# Selected excerpt:
*** Begin section ***

Sadly, this vision of the American Dream is not helping the huge number of citizens who are destroying themselves.  Deaths through drug and alcohol overdoses have increased 600% in the last 20 years.  90.000 people died that way last year, a 20,000 increase on the year before – and by their nature, these figures almost certainly under-estimate the level of existential sadness and desperation in the country.  If, as we are often told when war is being waged, the first duty of government is to protect its people, then the US State is failing miserably. 

As if all that wasn’t enough, the really BIG, big issue is now knocking loudly at the door.  Even from my cosseted position, everyday life in New York City has been quite difficult over the last four weeks because of the weather.  US summers are always hot, but at the moment, temperatures are reaching heights they may once have reached on odd days, but staying there for weeks.  The city has been under several “weather advisories” since I arrived, with near 100°F (37°C) heat mixed with prolonged torrential rain and at least one classified Tropical Storm.  Weather memory is perhaps the least reliable of all, but the statistics confirm my feeling that this weather is more extreme than I’ve experienced when coming here over the last 20 years.  But what the north-east coast is experiencing is as nothing compared to other parts of the country.  There are currently 70 out-of-control forest fires on the west coast, creating a pall of smoke we’ve been told could affect the atmosphere here, 3,000 miles away.  The temperature in Death Valley, admittedly never a place to confuse with Manchester, hit a record level of 130°F (54°C) last week and there is a deepening drought across California.  There are some suggestions that the deadly collapsed condominium building in Florida recently was a potent of similar incidents, as rising tides weaken foundations and structures, particularly in coastal areas.  We’re not quite in “The Day After Tomorrow” territory yet, but it could be the week after next!

*** End section ***

# Referring expression pointing data:

*** Begin section ***

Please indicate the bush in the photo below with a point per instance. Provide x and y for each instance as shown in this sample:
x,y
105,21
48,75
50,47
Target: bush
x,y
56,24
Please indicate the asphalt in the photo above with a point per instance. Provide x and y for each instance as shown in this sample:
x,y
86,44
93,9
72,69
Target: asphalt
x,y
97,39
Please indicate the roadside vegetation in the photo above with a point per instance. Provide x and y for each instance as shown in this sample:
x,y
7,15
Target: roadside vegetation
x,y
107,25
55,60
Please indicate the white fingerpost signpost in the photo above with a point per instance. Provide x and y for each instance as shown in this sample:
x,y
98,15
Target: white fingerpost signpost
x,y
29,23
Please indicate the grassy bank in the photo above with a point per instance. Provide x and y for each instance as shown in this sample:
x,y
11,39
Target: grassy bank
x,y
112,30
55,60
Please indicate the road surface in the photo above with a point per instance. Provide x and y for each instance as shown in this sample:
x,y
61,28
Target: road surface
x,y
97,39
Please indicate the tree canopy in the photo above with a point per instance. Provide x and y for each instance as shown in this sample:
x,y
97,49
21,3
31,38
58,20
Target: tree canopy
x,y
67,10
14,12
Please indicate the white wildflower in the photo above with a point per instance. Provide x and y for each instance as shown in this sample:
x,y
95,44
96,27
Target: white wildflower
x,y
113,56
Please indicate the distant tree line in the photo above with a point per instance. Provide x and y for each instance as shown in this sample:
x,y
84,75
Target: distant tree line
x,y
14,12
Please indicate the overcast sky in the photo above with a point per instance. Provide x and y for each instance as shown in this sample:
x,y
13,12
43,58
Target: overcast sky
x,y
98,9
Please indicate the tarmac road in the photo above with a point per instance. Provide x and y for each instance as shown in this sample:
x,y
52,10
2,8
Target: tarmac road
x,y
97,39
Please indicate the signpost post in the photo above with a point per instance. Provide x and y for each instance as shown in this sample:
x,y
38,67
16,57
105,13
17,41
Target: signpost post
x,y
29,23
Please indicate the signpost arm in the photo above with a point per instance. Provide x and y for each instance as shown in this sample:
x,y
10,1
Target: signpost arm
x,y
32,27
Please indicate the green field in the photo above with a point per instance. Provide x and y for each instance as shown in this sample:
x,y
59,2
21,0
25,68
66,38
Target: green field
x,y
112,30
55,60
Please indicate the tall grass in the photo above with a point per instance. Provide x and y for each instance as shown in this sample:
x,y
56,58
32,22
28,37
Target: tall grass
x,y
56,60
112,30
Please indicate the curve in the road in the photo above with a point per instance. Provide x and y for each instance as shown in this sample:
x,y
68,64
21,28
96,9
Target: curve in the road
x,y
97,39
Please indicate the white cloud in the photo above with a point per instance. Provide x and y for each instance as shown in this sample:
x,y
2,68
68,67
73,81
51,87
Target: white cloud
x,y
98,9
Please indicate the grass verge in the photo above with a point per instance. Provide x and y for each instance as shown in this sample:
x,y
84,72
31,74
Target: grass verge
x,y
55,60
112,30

*** End section ***

# Tasks and exercises:
**A.** According to the passage on life in the US, how many out-of-control forest fires are currently burning on the west coast?
**B.** In the passage on life in the US, write out everything from "Sadly, this vision" down to "is failing miserably.".
**C.** Extend the passage on life in the US, picking up after its final sentence.
The data come from a separate source.

# Task responses:
**A.** 70

**B.**
Sadly, this vision of the American Dream is not helping the huge number of citizens who are destroying themselves.  Deaths through drug and alcohol overdoses have increased 600% in the last 20 years.  90.000 people died that way last year, a 20,000 increase on the year before – and by their nature, these figures almost certainly under-estimate the level of existential sadness and desperation in the country.  If, as we are often told when war is being waged, the first duty of government is to protect its people, then the US State is failing miserably.

**C.**
All of which brings us to the embryonic Joe Biden administration.  The stakes could hardly be higher.  I share the feeling “pleasantly surprised” I’ve heard from people on the progressive left here with the ambition in the first six months, at least on the domestic front (there’s much less enthusiasm about Biden’s international agenda).  It might only be a conventional Keynesian response to capitalist crisis, but it’s on a scale that could make a serious impact, including a stated intention to increase taxation on incomes over $400,000.  But at the moment, it’s all talk and graphs.  The next few months of political wrangling on Capitol Hill will determine whether it stays that way.  I don’t get a sense that the left in Congress is strong enough to seriously influence this process and insist, for example, that the stated (truly remarkable) intention to invest $70billion in public housing, is adhered to.  The strategy seems to be to hold on to as much of the COVID-recovery-infrastructure package as possible – in the face of concerted efforts to water It down – and hope this convinces enough Americans to vote Democrat in the mid-term elections in November 2022, so that Biden has a bigger majority in Congress to enable more reforms in the second half of the Presidency, sufficient to win a second term, either for him, or his Democratic Party successor.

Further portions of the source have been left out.